■ EXTRACT TO READ:
-- -- --

EQLS Speaker Judith Jamison Speaks About Dedication

University+Relations

Domiana Whitten/Baldwin Wallace

Judith Jamison spoke to the students as part of the EQLS Lecture Series.

Drew Boxler, Executive Editor

Judith Jamison, renowned dancer best known for her solo performance “Cry,” spoke to Baldwin Wallace students and faculty, as well as members of the Berea community, March 18 in the Gamble Auditorium of Baldwin-Wallace University’s  Conservatory of Music.
Jamison was born in Philadelphia, Pennsylvania where she began training in classical ballet and modern dance at the age of six at the Judimar School of Dance. Later, Jamison would join the Alvin Ailey American Dance Theater—founded by Alvin Ailey in 1958—where she would train for fifteen years, then eventually return as Ailey’s successor years later, and revolutionize the company.

-- -- --

■ SUPPLIED MATERIAL:
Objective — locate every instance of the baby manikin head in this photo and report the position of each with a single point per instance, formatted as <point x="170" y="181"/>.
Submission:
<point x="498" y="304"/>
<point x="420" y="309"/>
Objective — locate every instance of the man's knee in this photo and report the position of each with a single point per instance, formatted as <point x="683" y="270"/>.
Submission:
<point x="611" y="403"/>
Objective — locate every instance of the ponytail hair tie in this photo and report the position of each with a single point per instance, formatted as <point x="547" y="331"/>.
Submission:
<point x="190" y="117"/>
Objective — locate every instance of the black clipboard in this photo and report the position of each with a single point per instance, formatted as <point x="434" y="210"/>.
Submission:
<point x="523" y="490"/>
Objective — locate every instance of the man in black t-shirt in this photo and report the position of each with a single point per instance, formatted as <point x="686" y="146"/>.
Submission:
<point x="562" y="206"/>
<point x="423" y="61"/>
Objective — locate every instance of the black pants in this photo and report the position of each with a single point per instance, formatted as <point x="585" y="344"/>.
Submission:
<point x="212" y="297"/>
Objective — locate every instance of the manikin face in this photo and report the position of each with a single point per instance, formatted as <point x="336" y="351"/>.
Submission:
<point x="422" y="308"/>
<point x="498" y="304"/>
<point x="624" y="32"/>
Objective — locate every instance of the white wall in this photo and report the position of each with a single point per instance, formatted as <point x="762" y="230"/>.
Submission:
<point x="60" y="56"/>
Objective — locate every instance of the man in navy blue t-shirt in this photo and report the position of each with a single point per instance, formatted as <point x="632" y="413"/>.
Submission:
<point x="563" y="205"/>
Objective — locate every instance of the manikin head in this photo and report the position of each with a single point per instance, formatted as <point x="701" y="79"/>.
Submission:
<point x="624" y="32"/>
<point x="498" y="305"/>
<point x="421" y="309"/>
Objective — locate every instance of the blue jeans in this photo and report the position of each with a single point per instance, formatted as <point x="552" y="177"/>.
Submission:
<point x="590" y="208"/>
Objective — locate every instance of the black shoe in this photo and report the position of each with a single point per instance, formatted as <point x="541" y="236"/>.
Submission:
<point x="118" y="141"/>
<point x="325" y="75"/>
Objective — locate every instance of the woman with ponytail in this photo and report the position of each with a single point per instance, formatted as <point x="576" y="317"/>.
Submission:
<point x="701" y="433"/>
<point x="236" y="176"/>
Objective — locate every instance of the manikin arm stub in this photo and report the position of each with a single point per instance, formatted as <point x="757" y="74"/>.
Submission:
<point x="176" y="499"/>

-- -- --

■ TO DO:
Reproduce verbatim the part of the article on Judith Jamison's lecture starting at "Jamison was born" and ending at "revolutionize the company.".

■ FULL SOLUTION:
Jamison was born in Philadelphia, Pennsylvania where she began training in classical ballet and modern dance at the age of six at the Judimar School of Dance. Later, Jamison would join the Alvin Ailey American Dance Theater—founded by Alvin Ailey in 1958—where she would train for fifteen years, then eventually return as Ailey’s successor years later, and revolutionize the company.